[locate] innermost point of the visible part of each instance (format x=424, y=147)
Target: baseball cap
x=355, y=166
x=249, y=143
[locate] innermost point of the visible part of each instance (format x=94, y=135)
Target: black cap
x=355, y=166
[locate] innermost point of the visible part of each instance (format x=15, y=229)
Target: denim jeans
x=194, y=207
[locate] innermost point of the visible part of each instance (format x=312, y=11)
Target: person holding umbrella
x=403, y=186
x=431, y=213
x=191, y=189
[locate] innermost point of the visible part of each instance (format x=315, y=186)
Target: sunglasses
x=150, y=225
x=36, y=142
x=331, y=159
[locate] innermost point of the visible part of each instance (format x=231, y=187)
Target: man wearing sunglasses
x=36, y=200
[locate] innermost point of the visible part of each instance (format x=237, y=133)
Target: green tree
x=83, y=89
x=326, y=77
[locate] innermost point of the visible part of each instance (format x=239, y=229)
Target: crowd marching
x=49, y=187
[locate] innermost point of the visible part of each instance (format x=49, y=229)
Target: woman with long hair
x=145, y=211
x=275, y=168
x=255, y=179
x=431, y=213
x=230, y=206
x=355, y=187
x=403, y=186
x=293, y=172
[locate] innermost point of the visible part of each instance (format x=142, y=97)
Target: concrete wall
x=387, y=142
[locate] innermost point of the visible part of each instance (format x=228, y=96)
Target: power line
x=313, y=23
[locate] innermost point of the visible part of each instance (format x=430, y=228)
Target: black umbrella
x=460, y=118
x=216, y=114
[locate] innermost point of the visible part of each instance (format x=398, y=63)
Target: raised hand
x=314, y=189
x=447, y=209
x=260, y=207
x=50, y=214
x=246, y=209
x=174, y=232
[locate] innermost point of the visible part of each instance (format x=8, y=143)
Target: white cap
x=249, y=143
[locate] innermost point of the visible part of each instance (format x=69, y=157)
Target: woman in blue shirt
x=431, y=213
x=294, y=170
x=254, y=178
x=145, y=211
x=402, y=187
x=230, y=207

# Assignment
Everything from the line containing "(format x=228, y=96)" through the last line above should be copied exactly, please, with nothing added.

# Your response
[locate] innermost point of the visible part of each instance (format x=228, y=96)
Target: power line
x=313, y=23
[locate] innermost point of the visible part of each instance (format x=430, y=228)
Target: black umbrella
x=460, y=118
x=216, y=114
[locate] innermost point of the visible part of each instance (format x=398, y=63)
Target: raised hand
x=314, y=189
x=447, y=209
x=260, y=207
x=50, y=214
x=246, y=209
x=174, y=232
[locate] innermost point of the visible part of each instance (format x=8, y=143)
Target: white cap
x=249, y=143
[locate] innermost point of the visible part of each instance (format x=69, y=157)
Target: woman in blue shirt
x=431, y=213
x=294, y=170
x=254, y=178
x=145, y=211
x=402, y=187
x=230, y=207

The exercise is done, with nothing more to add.